Excerpt to read.
§

During applications, the footplate is positioned with the curved anterior edge on the anterior border of the limbus. Each application blanches 3 to 4 ciliary processes. Each subsequent application is spaced one-half width of the footplate. The rounded fiber optic tip, protruding 0.7 mm from the footplate, causes a slight indentation at each treatment site. This is a marker for the next application (ie, during the next application, the trailing edge of the footplate bisects the indention at the site of the previous application). The video at the top of this page goes into more detail for MP-CPC energy delivery and unique probe features.



Postoperative Management

Apply a strong, long-lasting cycloplegic (Atropine 1%) and a topical steroid after the procedure and patch the eye. Continue cycloplegic 2-4 daily and steroid drops 3 or 4 times daily for at least 2 weeks and longer if required (titrated according to amount of inflammation observed).

Figure 3 (A) Patient sitting at the slit-lamp biomicroscope with surgeon applying G-Probe to eye paral-lel to visual axis while observing approximately 45 degrees off the visual axis, from the temporal side. Illuminating light coaxial with microscope. (B) Left eye treatment showing alignment of the inner surface of the G-Probe at the anterior edge of limbus.

Potential Postoperative Problems

Change of Visual Acuity

Decrease of 2 or more Snellen lines has been reported in various studies in anywhere from 12% to 40% of eyes treated with TSCPC (mean: approximately 25%).[2][3] Eyes with pre-existing poor vision appear more likely to experience a decrease in visual function. The decrease of vision, which sometimes improves with healing, has to be considered compared with the expected deterioration that would occur in the absence of intervention. Although it is seldom discussed, improved vision has also been observed after TSCPC.[1][2] Data on vision post MP-CPC are not widely available at this time (see video at top of page for further details).

Sympathetic Ophthalmia

This serious problem has occurred in a small number of fellow eyes after ciliary destructive procedures.[5] According to anecdotal reports, one case followed diode laser TSCPC in a child and another occurred in an adult.

Phthisis

In one series of 206 eyes, phthisis occurred in 4 (1.9%) eyes after traditional CW CPC.[2] There are anecdotal reports of additional cases, usually in eyes with severe problems.

§

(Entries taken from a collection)

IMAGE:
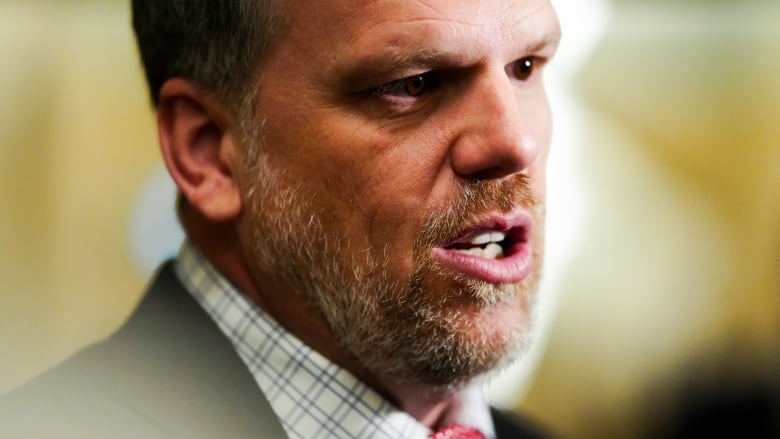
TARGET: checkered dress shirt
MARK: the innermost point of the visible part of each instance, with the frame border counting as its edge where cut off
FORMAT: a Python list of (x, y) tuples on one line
[(312, 396)]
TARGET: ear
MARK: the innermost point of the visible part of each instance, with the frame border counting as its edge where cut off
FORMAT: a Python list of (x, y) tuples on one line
[(199, 148)]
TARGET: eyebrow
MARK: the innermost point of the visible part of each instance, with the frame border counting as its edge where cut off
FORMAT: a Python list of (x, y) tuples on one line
[(390, 64)]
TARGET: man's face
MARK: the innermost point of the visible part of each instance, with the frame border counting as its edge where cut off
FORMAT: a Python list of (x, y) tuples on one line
[(400, 177)]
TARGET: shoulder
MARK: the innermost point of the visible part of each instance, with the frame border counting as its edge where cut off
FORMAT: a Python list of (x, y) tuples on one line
[(513, 426), (168, 372)]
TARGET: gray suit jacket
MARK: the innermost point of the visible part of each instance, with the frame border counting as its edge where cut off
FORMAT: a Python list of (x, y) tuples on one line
[(168, 372)]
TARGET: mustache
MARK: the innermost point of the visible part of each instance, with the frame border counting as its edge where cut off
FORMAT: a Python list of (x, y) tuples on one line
[(473, 200)]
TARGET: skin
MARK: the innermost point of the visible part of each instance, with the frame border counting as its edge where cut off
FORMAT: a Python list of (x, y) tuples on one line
[(372, 161)]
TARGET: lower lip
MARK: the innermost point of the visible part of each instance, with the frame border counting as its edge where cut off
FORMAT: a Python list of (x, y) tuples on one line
[(510, 269)]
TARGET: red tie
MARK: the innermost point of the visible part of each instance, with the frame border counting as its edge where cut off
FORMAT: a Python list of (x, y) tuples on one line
[(458, 431)]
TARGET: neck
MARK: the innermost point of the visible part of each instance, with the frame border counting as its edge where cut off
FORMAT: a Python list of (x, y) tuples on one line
[(218, 244)]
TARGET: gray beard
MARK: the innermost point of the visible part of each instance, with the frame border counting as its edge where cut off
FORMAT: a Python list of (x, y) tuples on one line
[(403, 331)]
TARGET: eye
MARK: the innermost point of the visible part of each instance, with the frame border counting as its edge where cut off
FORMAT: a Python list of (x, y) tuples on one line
[(412, 86), (524, 68)]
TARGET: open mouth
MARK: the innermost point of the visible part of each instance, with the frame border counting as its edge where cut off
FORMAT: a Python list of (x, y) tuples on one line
[(490, 244), (497, 250)]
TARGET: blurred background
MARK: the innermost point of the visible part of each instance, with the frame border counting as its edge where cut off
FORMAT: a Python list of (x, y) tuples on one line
[(661, 304)]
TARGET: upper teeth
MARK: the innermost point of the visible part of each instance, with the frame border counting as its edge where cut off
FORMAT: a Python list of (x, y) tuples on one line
[(486, 237)]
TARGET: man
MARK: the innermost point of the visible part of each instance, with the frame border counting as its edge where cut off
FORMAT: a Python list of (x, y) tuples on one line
[(361, 184)]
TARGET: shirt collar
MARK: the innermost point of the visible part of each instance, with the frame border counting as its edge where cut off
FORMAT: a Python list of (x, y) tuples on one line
[(312, 396)]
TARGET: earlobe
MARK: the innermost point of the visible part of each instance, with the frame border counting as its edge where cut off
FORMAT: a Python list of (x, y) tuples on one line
[(198, 147)]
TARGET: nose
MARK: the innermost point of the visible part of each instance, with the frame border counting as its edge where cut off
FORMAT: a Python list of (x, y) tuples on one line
[(498, 131)]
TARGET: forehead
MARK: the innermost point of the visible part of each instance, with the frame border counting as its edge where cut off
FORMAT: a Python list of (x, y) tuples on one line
[(364, 26)]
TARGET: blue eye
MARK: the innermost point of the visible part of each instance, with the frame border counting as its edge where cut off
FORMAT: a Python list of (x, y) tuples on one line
[(411, 86)]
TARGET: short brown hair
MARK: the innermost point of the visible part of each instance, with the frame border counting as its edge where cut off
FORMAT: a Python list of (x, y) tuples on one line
[(216, 44)]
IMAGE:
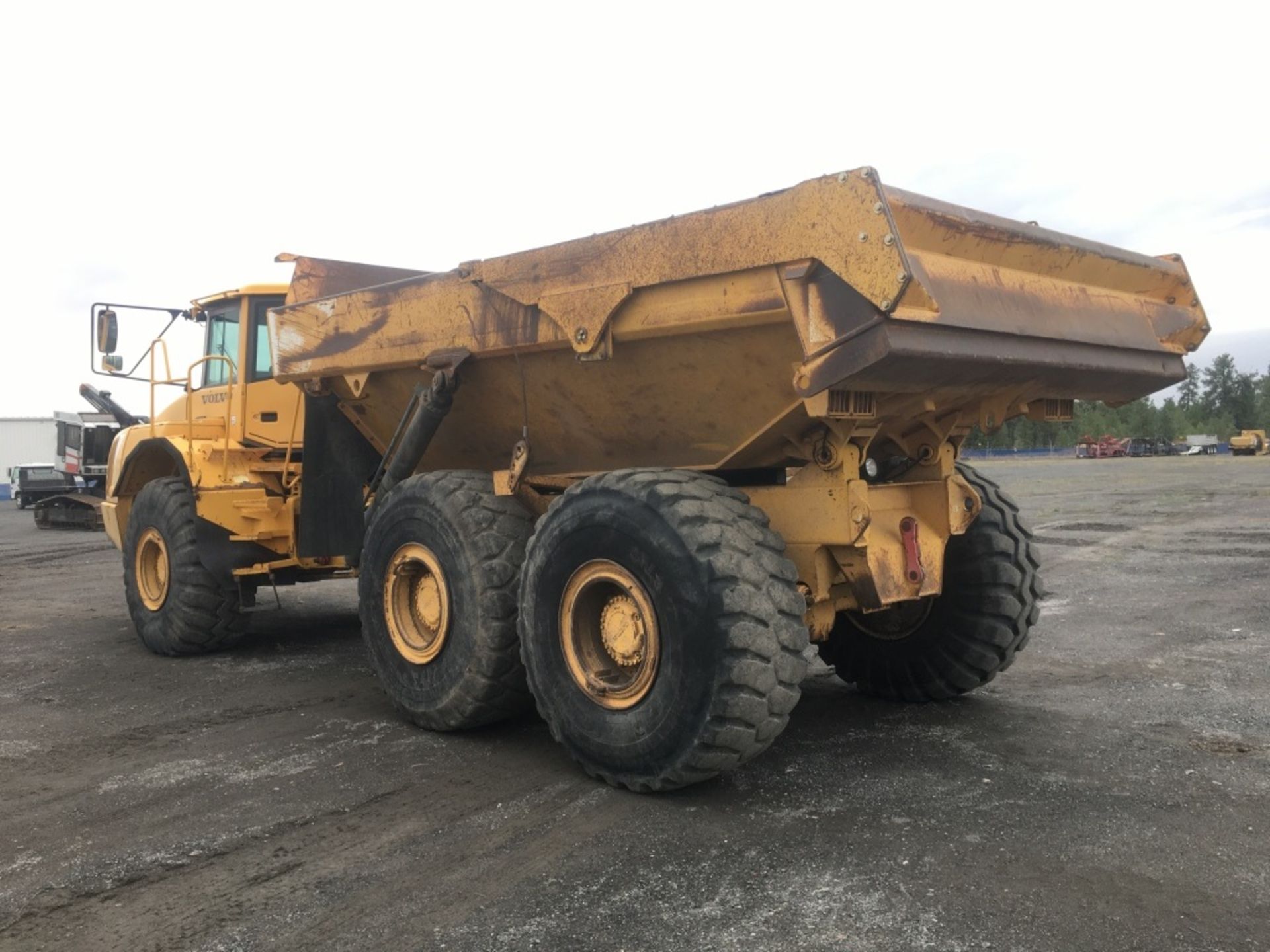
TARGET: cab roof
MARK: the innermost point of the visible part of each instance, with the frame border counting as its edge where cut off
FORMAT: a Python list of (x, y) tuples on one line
[(247, 290)]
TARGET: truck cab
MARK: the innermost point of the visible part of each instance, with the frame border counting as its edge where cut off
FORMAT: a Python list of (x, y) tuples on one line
[(238, 367)]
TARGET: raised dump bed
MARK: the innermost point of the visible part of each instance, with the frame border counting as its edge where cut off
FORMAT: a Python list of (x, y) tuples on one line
[(633, 475)]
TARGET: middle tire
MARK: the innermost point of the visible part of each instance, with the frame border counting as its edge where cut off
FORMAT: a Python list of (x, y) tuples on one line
[(437, 600), (661, 626)]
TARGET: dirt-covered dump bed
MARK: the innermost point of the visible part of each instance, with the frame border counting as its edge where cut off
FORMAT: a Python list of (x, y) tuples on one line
[(709, 339)]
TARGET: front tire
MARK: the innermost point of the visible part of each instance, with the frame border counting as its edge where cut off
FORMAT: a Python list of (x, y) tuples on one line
[(962, 639), (437, 592), (177, 606), (661, 626)]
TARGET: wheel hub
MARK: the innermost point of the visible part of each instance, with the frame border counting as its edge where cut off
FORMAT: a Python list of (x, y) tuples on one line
[(609, 635), (417, 603), (622, 631), (151, 569), (896, 622)]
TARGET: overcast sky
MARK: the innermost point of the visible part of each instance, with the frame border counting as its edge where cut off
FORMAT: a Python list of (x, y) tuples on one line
[(160, 153)]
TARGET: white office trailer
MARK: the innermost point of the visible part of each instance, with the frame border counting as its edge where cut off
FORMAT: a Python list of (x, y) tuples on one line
[(24, 440)]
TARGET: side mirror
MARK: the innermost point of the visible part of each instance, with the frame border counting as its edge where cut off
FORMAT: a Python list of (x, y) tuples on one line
[(107, 334)]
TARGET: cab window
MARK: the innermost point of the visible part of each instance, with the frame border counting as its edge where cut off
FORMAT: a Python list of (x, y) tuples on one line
[(222, 339), (261, 356)]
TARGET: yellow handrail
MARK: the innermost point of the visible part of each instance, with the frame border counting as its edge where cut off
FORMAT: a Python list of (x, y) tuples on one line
[(168, 379), (291, 442), (232, 372), (229, 409)]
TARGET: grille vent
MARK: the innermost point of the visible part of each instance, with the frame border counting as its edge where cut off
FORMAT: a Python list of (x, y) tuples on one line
[(1057, 411), (853, 404)]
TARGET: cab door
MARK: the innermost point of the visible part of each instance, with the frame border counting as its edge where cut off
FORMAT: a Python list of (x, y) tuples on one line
[(222, 340), (271, 408)]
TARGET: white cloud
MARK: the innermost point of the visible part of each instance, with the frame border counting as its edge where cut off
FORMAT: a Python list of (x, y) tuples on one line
[(159, 153)]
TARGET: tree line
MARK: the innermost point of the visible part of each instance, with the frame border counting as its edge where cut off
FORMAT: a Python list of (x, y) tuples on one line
[(1217, 400)]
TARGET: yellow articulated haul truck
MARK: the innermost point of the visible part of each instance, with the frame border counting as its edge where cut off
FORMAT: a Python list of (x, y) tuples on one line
[(630, 477), (1250, 444)]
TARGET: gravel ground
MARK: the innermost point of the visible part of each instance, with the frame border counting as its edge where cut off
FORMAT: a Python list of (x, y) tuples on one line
[(1109, 793)]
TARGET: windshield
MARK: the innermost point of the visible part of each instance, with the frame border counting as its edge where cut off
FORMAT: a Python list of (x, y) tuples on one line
[(222, 337)]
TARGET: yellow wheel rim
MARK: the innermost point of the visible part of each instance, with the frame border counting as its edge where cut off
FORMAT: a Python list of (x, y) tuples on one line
[(609, 634), (151, 569), (417, 603)]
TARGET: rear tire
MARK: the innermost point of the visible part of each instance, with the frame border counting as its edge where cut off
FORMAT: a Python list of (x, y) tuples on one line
[(964, 636), (465, 670), (187, 611), (726, 640)]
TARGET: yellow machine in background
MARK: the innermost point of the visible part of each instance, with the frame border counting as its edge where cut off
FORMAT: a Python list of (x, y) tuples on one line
[(633, 476), (1250, 444)]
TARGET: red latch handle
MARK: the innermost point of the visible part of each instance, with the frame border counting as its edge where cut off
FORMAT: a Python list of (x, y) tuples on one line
[(913, 571)]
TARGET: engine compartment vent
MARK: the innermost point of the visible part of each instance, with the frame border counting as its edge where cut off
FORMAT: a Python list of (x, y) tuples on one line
[(853, 404)]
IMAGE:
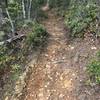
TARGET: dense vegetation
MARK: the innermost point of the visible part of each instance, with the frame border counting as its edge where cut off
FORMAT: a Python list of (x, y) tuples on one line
[(21, 31)]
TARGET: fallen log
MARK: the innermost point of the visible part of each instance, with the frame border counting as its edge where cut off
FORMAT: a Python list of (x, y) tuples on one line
[(15, 38)]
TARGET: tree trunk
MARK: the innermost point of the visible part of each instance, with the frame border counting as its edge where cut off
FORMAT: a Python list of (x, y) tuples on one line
[(29, 10), (11, 22), (23, 7)]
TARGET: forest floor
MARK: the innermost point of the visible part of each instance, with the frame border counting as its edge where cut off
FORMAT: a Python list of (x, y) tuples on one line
[(60, 72)]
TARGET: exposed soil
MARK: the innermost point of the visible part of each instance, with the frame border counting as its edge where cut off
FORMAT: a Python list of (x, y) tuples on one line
[(60, 72)]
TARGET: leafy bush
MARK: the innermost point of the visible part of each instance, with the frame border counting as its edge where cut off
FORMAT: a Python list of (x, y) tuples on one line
[(37, 34), (80, 16), (94, 71)]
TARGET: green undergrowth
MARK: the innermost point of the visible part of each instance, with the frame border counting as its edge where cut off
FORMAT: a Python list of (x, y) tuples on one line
[(15, 55), (80, 17), (93, 70)]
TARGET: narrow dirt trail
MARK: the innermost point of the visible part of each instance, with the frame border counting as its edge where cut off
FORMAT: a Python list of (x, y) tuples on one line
[(58, 74)]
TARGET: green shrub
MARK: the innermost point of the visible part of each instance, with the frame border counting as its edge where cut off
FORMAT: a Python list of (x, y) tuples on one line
[(37, 34), (79, 17), (94, 71)]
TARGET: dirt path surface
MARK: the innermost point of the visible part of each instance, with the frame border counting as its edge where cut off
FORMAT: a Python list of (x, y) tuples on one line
[(60, 71)]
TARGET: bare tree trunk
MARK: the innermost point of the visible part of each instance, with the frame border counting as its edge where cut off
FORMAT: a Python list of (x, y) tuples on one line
[(29, 10), (23, 7), (11, 22)]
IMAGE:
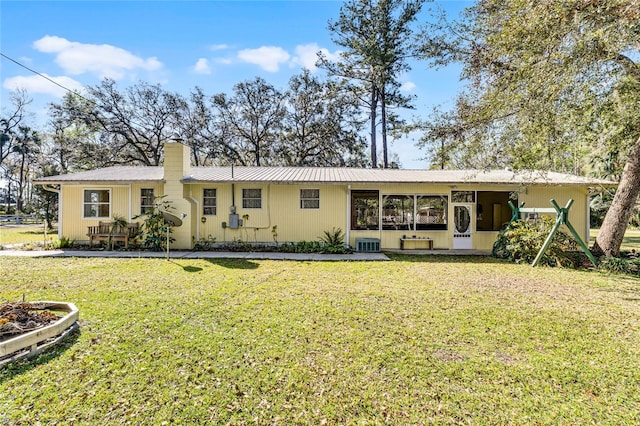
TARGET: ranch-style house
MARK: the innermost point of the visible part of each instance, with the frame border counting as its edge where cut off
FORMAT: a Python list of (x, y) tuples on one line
[(376, 208)]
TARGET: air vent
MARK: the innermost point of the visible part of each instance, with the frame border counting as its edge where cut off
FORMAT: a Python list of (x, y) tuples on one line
[(368, 245)]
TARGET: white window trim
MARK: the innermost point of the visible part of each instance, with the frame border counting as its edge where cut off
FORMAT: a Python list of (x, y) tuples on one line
[(246, 198), (84, 203), (153, 192), (205, 206), (309, 199)]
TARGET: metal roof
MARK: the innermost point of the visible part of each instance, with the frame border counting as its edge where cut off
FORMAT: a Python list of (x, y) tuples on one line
[(328, 175), (116, 174)]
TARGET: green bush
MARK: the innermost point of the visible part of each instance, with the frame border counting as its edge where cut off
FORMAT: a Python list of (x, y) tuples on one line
[(522, 240), (614, 265), (204, 244), (154, 227)]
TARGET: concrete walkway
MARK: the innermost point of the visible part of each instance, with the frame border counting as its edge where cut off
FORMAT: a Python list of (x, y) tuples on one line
[(197, 255)]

§

Activity 1. In the excerpt on cyclophotocoagulation, how far does the rounded fiber optic tip protrude from the footplate?
Activity 2. Go on with the excerpt on cyclophotocoagulation, starting after its final sentence.

Exercise response 1. 0.7 mm

Exercise response 2.
Outcomes

The IOP will often dip during the first weeks. Often, as inflammation clears, IOP slowly rises to a new plateau lower than the pretreatment level. Starting after approximately 6 weeks, provided a substantial decrease of IOP has occurred and has been maintained, medications for glaucoma may be reduced while monitoring to assure IOP stays within target. Patients are often able to reduce slightly topical or systemic medical glaucoma treatment after both traditional TSCPC and MP-CPC, yet most eyes continue to need some medical treatment.

Figure 4 Clear plastic footplate of the G-Probe. Hemispherical tip of fiberoptic (yellow arrow) protrudes 0.7 mm from curved mating surface that matches sclera curvature. Anterior edge (green arrow) matches curvature of limbus. When lid speculum is not used, the back surface of the G-Probe can retract the lid.

References

  1. 1.0 1.1 1.2 Kosoko O, Gaasterland DE, Pollack IP, Enger CL; The Diode Laser Ciliary Ablation Study Group. Long-term outcome of initial ciliary ablation with contact diode laser transscleral cyclophotocoagulation for severe glaucoma. Ophthalmology. 1996;103(8):1294-1202.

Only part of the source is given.